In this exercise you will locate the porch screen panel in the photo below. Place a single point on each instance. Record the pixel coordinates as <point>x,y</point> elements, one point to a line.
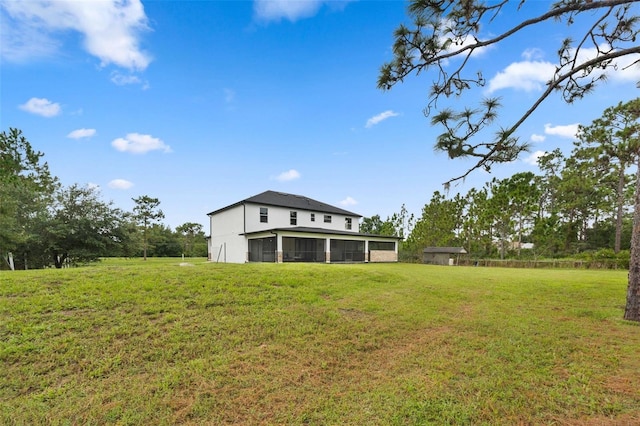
<point>262,250</point>
<point>347,251</point>
<point>303,249</point>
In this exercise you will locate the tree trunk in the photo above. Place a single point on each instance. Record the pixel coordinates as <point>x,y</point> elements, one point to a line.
<point>632,309</point>
<point>58,260</point>
<point>620,209</point>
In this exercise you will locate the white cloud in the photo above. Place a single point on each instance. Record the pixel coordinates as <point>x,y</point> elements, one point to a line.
<point>120,79</point>
<point>274,10</point>
<point>229,95</point>
<point>120,184</point>
<point>568,131</point>
<point>526,75</point>
<point>533,157</point>
<point>136,143</point>
<point>380,117</point>
<point>532,54</point>
<point>347,202</point>
<point>624,72</point>
<point>533,73</point>
<point>110,29</point>
<point>288,175</point>
<point>41,106</point>
<point>537,138</point>
<point>81,133</point>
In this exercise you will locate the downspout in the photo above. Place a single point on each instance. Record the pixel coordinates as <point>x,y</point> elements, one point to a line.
<point>275,255</point>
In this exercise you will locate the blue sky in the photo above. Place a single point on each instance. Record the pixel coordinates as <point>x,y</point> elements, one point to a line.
<point>204,103</point>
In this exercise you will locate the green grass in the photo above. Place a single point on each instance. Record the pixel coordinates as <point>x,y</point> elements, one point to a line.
<point>132,342</point>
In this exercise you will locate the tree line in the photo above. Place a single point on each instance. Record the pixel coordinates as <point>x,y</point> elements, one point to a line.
<point>43,223</point>
<point>579,204</point>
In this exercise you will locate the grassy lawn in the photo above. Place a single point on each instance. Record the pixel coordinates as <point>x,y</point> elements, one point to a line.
<point>158,343</point>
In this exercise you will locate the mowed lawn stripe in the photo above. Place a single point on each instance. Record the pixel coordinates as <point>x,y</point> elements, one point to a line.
<point>132,342</point>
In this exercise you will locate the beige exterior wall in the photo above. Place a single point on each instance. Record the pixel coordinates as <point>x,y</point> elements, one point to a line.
<point>383,256</point>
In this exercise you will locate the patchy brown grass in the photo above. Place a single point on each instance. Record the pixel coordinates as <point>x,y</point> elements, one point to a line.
<point>316,344</point>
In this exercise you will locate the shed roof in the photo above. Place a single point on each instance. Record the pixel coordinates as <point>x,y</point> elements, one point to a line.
<point>292,201</point>
<point>450,250</point>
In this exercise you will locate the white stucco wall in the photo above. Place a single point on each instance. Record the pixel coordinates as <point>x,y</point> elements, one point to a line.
<point>279,217</point>
<point>227,243</point>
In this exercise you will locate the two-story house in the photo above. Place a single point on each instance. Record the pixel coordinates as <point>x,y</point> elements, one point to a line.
<point>279,227</point>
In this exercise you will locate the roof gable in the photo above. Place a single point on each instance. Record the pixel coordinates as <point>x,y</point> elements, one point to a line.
<point>292,201</point>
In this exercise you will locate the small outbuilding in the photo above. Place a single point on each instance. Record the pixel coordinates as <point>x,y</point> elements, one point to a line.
<point>442,255</point>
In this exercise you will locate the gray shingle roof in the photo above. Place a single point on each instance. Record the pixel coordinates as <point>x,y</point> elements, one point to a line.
<point>292,201</point>
<point>308,230</point>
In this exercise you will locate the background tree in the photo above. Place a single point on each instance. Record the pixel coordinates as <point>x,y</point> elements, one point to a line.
<point>444,30</point>
<point>82,228</point>
<point>447,29</point>
<point>146,212</point>
<point>26,189</point>
<point>612,142</point>
<point>189,232</point>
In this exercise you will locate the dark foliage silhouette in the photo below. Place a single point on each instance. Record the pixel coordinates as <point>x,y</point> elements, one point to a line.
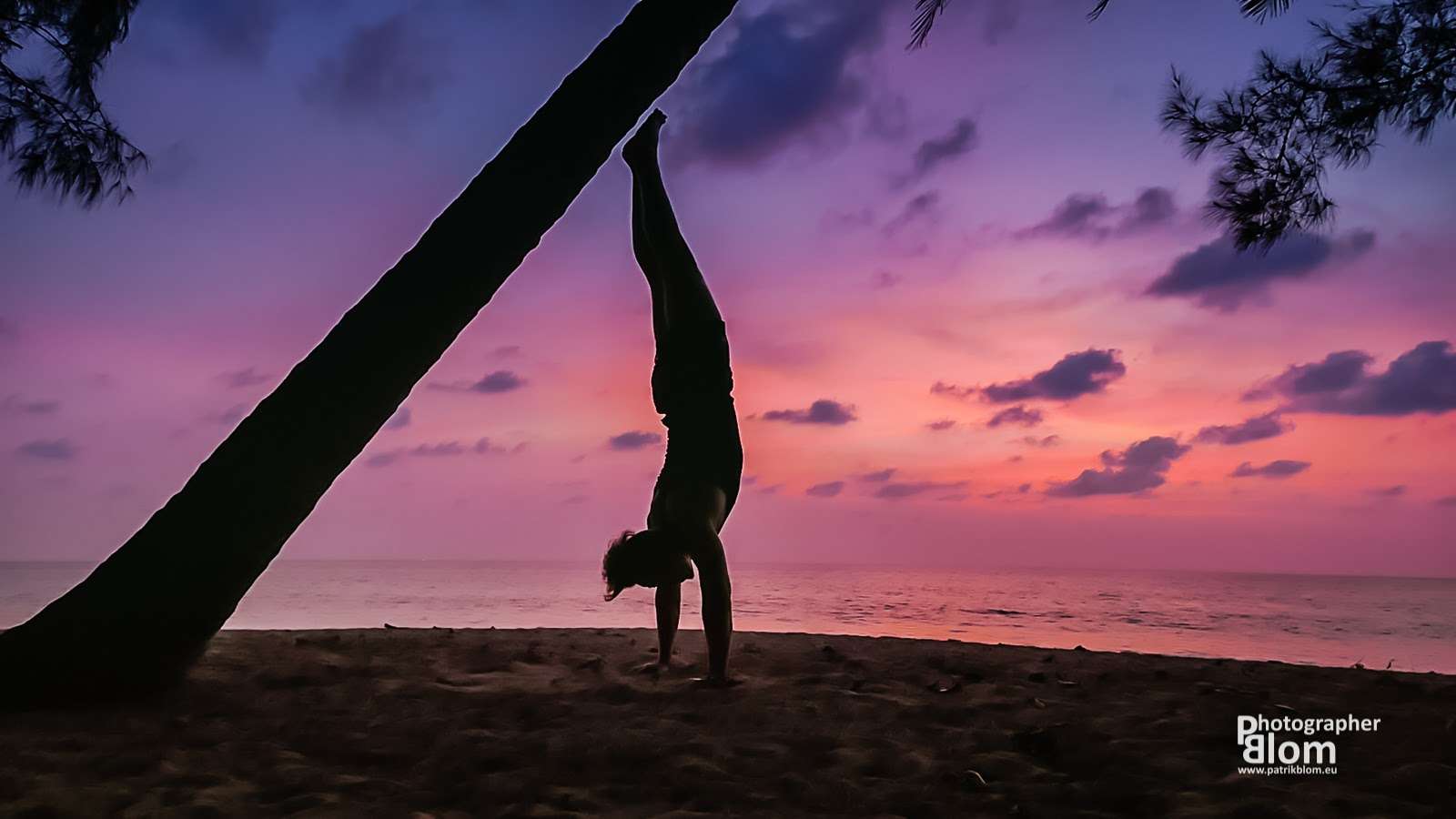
<point>53,128</point>
<point>1392,65</point>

____

What the task requires
Each line of the listing above belongs in the answer exactly as written; the pictures do not.

Output
In this exercise you will locate the porch screen panel in the photo below. Place a single point on each instance. Record the pixel coordinates as <point>x,y</point> elements, one point to a line.
<point>262,250</point>
<point>347,251</point>
<point>303,249</point>
In this exercise you will locate the tree trunk in the photo above. Place a single point on each instance. Record the pixel coordinates as <point>x,y</point> elements, one point to a line.
<point>632,309</point>
<point>58,260</point>
<point>620,209</point>
In this exercise you will locate the white cloud in the photo above. Place a single point on each instance. Record the pixel coordinates as <point>x,y</point> elements, one point to a line.
<point>120,79</point>
<point>274,10</point>
<point>229,95</point>
<point>120,184</point>
<point>568,131</point>
<point>526,75</point>
<point>533,157</point>
<point>136,143</point>
<point>380,117</point>
<point>532,54</point>
<point>347,202</point>
<point>624,72</point>
<point>533,73</point>
<point>110,29</point>
<point>288,175</point>
<point>41,106</point>
<point>537,138</point>
<point>81,133</point>
In this exercise you will locate the downspout in the photo above. Place a single point on each instance. Record the pixel coordinates as <point>x,y</point> elements, one point to a line.
<point>275,255</point>
In this exercise you will locate the blue sky in the photo above. Place a single point on each instance. Record the pixel coordinates as <point>x,y</point> elements, one point to a line.
<point>204,103</point>
In this exercise you will locate the green grass in the photo above. Place a single point on each instance. Record the pixel coordinates as <point>x,y</point> elements, one point to a line.
<point>132,342</point>
In this exercise you will locate the tree line in the photo above. Place a single point on each instance. Record the pixel coordinates as <point>x,y</point> elements, one point to a line.
<point>43,223</point>
<point>579,204</point>
In this exercise you will locate the grassy lawn in the photo above. Place a single point on each instance. Record the pixel coordinates as <point>x,y</point> elements, one point to a line.
<point>158,343</point>
In this exercise you will locate the mowed lawn stripe in the photo above. Place a single point on each instance. Record the pixel coordinates as <point>x,y</point> elements, one point to a line.
<point>132,342</point>
In this exercise you will locate the beige exterior wall in the photo above. Place a single point on each instance. Record the pixel coordinates as <point>x,y</point> elements, one point to a line.
<point>383,256</point>
In this exercise you will locate the patchy brown grass in the photo above. Place a single point on each instance. Record the pixel coordinates as <point>x,y</point> elements, one point to a line.
<point>316,344</point>
In this exercise you will locate the shed roof in the photo above. Place a single point on each instance. Record the pixel coordinates as <point>x,y</point> elements, one point to a line.
<point>292,201</point>
<point>450,250</point>
In this exercise you will locate the white stucco wall in the photo above. Place a single point on each instance. Record the pixel coordinates as <point>x,y</point> elements, one point to a line.
<point>279,217</point>
<point>227,243</point>
In this exercise you will locate the two-story house in the photo above. Place a single point on each instance. Record the pixel coordinates as <point>x,y</point> elements, one point to a line.
<point>279,227</point>
In this exercise you will locate the roof gable in the photo above. Place a single point on each instance. Record the pixel coordinates as <point>x,y</point> elements, one point to a line.
<point>292,201</point>
In this exercise you will locate the small outbuilding in the photo above. Place a single point on each instance. Record the pixel coordinates as <point>x,y</point> elements, one point to a line.
<point>442,255</point>
In this exercise you will locate the gray shingle roof in the photo above. Place a single point on each instance. Record the pixel coordinates as <point>x,y</point> elements, one point to a line.
<point>292,201</point>
<point>308,230</point>
In this exercise you will locate the background tree in the photo above. Place a single point on each instance. Record the pixel coordinates as <point>x,y</point> elements, one point to a line.
<point>444,30</point>
<point>82,228</point>
<point>447,29</point>
<point>146,212</point>
<point>26,189</point>
<point>612,142</point>
<point>189,232</point>
In this exercise you will locate the dark foliage silhouette in the photo below. Place a single point on each instance. Record the pixel coordinates as <point>x,y</point> elements, one point to a line.
<point>53,128</point>
<point>1392,65</point>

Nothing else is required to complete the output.